***** Stored rows *****

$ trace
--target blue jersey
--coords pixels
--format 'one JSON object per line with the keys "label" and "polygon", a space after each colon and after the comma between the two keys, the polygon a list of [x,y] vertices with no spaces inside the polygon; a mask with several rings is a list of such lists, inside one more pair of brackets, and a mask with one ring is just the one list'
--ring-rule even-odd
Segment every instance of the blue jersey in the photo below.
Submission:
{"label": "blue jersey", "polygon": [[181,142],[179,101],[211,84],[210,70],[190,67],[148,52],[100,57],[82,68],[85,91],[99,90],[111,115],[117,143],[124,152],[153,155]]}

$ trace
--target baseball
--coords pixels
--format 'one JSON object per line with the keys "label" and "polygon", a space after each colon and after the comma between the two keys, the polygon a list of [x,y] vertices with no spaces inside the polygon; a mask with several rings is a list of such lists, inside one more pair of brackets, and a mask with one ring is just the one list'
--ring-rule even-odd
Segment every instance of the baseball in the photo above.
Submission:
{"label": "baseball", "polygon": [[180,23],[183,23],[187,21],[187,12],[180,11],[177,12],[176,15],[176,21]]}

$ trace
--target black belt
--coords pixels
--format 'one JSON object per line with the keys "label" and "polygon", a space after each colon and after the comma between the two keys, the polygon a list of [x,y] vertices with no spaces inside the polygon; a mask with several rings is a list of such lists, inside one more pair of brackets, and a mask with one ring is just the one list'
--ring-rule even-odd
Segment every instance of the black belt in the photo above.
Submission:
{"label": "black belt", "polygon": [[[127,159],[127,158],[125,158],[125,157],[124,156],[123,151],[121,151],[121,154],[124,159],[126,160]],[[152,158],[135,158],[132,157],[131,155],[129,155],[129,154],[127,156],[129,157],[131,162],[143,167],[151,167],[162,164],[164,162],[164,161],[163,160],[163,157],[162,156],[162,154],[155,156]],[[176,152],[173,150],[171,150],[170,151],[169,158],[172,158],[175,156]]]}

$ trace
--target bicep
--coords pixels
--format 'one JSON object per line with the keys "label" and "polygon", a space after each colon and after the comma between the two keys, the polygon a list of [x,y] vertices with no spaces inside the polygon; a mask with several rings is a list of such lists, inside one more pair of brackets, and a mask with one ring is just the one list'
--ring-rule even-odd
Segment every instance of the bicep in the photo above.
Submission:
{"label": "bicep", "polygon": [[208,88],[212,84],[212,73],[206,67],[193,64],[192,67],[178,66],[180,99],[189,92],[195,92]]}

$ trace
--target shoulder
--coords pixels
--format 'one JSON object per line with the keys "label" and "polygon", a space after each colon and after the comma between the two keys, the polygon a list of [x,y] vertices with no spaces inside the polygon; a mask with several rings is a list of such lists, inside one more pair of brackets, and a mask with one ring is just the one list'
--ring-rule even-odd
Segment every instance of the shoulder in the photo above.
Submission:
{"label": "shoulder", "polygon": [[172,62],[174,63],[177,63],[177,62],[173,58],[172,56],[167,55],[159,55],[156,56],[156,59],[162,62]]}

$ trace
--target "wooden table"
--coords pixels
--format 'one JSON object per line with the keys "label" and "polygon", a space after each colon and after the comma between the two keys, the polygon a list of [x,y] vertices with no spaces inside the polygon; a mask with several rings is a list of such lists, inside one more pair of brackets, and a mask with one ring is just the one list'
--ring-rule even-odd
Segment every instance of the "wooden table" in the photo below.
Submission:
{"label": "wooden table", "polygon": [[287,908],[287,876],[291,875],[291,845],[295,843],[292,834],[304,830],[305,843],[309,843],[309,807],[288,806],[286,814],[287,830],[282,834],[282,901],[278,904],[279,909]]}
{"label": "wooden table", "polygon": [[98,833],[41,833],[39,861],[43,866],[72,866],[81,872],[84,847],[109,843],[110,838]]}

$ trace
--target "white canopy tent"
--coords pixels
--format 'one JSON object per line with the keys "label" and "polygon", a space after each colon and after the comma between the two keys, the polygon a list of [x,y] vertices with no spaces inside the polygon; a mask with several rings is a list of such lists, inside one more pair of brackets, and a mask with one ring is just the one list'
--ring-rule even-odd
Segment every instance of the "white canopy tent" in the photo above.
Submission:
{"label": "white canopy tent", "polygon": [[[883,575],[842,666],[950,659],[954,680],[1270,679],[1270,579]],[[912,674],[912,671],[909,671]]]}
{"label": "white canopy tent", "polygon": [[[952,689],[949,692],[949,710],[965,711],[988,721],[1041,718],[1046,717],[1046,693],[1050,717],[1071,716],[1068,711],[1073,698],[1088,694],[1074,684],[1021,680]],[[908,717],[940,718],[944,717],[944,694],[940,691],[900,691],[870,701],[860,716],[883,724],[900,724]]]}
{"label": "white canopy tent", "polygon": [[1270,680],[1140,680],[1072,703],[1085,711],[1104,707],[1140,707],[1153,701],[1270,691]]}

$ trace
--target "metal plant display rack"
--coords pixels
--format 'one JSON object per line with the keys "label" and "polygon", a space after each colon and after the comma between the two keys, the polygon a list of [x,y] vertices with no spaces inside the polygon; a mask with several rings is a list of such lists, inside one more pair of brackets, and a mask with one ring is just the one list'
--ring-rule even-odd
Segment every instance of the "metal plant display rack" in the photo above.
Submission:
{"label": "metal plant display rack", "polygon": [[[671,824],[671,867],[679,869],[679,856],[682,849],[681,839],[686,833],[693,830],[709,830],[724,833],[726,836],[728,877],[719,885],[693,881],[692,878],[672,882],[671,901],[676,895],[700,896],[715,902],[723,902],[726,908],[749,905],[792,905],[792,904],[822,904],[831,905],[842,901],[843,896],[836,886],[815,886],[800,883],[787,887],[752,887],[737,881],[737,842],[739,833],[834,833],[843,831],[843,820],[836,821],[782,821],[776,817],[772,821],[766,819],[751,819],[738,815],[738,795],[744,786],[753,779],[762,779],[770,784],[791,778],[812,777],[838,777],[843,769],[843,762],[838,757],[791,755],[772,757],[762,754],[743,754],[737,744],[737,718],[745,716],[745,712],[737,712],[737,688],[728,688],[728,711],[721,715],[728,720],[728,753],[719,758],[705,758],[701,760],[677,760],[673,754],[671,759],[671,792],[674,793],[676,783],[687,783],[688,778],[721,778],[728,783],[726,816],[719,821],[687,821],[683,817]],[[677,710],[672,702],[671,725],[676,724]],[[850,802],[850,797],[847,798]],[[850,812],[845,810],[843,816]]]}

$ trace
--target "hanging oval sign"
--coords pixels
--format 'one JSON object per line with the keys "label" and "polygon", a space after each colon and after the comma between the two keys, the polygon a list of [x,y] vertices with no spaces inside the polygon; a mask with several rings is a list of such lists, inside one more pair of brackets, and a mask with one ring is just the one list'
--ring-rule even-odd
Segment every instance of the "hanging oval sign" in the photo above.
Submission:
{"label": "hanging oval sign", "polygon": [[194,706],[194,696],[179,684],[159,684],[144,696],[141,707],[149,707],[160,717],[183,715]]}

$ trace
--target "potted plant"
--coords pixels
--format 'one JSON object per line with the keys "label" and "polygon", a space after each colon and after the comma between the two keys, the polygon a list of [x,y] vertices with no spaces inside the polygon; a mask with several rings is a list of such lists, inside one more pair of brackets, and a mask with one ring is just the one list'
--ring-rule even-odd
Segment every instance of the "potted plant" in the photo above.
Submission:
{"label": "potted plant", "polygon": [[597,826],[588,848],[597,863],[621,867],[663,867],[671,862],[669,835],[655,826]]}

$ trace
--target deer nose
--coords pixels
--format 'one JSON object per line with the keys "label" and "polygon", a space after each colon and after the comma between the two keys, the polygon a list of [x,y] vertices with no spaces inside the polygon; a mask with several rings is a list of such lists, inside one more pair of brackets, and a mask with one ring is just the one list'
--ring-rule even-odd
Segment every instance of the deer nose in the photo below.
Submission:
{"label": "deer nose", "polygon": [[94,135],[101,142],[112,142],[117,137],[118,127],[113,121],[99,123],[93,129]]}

*****

• Written exercise: How many of the lines above contain the string "belt"? Reply with the number alone.

• Result: 3